_Written instruction a:_
In the text on newt distribution, which project area lies within the areas assigned to the Great crested newt by the Species Protection Programme?

_Source document:_
┌──
The project areas of LIFE Green Valleys in Flanders contains only one area (Pikhakendonk) that is located within the areas assigned to the Great crested newt by the Species Protection Programme that is approved by the Flemish minister of environment at the end of 2019 (Figure 1). On the north side, the rest of the project areas is surrounded by the areas selected for the Great crested newt.
Figure 1: Visualisation of the project areas relative to the areas assigned to the Great crested newt by the Species Protection Programme.
Investigation of these project areas will in the first place give more information about the distribution of the species within ‘the triangle of difficult barriers’ (Figure 2). This triangle exists of a highway, a national airport, railroads with few migration options, a provincial national road and a canal. These are major migration barriers that are not likely to be crossed by newts. Only on the edges of this triangle there are a few observation of the Great crested newt.
Figure 2: Visualisation of the Great crested newt observations between 2010 and 2018 (source: www.waarnemingen.be) surrounding the project areas and the demarcation of the ‘triangle of difficult barriers’.
Furthermore, investigation of the project areas will give additional information about the distribution of the other newt species. The amount of newt observations within the project areas between 2010 and 2018 is quite low (Figure 3). Only 36 observations of the Alpine newt and 25 of the Smooth newt were registered in Waarnemingen.be. There were two observations of the group ‘Smooth or Palmate newt’, but based on the distribution pattern of the Palmate newt, it is most likely that both observations are Smooth newts.
└──
_Material provided:_
┌──
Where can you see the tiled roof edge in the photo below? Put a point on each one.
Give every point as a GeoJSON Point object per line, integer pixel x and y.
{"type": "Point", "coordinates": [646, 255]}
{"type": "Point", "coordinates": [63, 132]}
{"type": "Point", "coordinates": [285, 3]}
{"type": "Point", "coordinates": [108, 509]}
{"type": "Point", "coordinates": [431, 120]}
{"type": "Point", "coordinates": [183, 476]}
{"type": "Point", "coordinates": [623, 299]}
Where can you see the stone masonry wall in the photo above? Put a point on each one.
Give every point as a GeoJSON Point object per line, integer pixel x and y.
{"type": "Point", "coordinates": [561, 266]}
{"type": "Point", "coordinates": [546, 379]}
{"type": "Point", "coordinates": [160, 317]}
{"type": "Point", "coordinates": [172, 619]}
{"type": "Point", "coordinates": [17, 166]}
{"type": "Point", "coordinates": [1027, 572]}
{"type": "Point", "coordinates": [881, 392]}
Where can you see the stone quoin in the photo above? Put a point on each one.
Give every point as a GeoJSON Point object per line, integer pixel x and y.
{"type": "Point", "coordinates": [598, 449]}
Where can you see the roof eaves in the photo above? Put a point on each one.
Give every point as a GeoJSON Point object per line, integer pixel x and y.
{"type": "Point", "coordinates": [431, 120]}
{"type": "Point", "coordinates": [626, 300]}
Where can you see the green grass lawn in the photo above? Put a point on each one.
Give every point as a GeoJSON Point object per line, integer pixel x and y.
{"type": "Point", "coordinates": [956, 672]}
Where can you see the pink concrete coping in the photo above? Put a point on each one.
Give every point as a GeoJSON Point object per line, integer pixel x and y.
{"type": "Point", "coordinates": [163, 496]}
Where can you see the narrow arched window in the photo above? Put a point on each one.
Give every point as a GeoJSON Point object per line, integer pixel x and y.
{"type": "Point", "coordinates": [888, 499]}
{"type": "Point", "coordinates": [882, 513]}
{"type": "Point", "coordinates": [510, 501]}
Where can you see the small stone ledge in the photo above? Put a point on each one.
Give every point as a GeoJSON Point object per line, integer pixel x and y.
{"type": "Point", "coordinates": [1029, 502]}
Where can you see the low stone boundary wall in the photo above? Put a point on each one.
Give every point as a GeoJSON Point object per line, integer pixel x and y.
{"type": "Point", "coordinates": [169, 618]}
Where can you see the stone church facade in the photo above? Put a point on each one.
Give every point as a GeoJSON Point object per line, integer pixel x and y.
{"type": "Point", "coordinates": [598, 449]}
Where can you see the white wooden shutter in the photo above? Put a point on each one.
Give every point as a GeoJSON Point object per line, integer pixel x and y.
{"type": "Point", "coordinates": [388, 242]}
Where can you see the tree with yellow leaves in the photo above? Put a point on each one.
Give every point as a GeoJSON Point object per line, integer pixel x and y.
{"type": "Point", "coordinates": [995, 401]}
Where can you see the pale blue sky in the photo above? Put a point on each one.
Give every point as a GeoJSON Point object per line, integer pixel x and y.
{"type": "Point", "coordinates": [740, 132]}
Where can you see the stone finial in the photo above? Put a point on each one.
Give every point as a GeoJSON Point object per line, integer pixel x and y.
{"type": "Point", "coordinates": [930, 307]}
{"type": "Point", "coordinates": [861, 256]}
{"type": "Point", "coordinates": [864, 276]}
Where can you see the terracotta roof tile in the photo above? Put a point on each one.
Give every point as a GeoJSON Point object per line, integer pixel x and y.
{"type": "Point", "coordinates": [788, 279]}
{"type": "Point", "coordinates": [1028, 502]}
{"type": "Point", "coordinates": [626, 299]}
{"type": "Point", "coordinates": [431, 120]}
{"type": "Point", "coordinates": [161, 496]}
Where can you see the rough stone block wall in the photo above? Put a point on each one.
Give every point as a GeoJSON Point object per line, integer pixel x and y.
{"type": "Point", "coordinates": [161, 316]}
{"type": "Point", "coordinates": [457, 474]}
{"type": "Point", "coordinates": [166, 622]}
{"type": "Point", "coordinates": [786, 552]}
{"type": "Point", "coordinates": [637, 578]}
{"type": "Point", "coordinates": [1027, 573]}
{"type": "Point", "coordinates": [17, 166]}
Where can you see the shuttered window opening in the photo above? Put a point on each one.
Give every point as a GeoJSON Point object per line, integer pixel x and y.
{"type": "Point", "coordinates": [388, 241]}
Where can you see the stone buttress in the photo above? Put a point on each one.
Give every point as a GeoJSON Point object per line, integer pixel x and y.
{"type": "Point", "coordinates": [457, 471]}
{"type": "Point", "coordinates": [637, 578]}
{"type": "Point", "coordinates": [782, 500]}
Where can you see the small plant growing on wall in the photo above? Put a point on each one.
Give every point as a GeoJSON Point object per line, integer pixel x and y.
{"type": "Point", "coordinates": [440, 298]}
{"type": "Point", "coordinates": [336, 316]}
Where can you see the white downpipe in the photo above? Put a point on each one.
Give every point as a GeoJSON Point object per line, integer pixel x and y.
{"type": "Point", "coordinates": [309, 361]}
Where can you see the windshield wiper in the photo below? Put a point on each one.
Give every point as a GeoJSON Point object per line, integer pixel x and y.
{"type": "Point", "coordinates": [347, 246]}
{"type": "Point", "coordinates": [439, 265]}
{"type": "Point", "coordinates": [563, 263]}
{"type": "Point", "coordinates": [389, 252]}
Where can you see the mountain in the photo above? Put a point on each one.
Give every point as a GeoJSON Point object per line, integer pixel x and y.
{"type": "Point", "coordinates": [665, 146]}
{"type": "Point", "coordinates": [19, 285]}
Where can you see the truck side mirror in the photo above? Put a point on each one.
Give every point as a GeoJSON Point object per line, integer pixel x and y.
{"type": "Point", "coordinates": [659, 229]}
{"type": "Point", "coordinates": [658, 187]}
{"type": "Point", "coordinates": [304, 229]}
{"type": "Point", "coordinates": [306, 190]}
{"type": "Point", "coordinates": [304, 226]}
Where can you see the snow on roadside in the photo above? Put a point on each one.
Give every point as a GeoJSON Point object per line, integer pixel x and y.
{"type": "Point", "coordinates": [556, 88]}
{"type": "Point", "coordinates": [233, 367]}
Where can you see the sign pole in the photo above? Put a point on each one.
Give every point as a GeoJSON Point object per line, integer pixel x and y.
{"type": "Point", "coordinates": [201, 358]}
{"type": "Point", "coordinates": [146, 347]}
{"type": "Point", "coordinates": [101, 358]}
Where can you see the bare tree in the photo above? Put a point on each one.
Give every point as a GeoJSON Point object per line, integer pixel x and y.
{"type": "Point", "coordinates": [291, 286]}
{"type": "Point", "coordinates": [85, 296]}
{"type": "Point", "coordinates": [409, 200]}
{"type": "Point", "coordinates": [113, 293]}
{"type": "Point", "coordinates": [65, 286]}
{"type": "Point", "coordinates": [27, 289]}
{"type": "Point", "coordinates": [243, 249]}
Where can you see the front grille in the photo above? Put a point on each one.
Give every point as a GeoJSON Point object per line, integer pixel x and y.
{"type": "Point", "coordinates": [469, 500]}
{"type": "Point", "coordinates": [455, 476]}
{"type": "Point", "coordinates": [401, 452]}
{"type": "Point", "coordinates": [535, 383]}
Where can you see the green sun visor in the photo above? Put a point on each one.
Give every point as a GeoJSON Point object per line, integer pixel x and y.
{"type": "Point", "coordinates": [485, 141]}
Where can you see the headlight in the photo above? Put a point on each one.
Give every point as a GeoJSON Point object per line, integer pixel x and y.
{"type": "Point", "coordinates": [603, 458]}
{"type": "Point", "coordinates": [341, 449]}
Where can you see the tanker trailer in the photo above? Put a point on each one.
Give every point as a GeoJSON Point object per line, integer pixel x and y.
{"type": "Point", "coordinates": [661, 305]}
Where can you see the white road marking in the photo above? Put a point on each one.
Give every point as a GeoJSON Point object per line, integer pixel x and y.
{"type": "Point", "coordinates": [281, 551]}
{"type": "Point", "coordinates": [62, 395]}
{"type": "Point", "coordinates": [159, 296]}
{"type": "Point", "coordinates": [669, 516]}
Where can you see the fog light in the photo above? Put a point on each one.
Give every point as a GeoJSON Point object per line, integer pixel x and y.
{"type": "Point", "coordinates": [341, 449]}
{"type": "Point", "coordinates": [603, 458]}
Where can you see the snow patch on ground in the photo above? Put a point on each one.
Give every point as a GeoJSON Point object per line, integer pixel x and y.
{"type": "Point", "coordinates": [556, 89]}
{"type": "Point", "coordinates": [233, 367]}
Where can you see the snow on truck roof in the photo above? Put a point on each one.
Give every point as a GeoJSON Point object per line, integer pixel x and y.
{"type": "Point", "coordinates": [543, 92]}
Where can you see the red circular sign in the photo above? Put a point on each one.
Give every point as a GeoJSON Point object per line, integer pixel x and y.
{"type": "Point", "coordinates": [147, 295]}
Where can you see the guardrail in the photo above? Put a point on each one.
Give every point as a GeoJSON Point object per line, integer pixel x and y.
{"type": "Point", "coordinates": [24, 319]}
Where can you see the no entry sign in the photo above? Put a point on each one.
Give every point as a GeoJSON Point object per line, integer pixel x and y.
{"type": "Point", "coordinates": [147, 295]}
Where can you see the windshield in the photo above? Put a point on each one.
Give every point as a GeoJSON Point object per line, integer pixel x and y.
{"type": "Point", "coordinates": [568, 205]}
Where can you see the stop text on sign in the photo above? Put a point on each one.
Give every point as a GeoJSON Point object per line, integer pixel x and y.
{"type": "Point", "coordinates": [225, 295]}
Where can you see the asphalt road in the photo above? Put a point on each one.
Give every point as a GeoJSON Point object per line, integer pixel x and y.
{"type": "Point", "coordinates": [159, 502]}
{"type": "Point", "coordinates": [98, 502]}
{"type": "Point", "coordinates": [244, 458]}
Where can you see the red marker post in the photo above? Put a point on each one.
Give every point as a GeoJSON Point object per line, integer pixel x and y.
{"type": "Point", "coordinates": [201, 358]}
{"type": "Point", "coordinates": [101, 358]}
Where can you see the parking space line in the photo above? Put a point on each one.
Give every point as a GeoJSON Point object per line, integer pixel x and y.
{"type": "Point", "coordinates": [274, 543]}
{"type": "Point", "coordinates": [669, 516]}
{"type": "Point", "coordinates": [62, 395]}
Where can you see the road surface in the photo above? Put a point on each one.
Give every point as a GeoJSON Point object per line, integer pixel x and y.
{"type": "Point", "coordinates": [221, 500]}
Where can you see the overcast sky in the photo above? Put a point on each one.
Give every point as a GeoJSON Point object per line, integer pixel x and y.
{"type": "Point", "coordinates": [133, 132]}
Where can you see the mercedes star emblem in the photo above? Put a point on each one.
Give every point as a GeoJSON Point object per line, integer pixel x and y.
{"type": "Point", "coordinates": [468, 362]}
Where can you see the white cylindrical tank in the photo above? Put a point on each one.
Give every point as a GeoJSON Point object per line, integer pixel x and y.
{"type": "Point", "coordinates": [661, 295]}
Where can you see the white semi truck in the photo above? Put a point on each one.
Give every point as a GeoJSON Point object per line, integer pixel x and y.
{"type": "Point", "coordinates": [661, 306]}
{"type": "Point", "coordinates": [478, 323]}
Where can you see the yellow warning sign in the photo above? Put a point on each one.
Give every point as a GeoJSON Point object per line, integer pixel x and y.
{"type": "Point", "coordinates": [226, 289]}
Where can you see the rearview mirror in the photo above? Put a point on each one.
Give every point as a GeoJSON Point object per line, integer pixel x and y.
└──
_Written instruction b:_
Gather every line of the records that contains the word "mirror". Case counts.

_Written reply a:_
Pikhakendonk

_Written reply b:_
Where can you see the truck side mirror in the photo above? Put a point on each one.
Where can you see the rearview mirror in the photo above? Put a point on each one.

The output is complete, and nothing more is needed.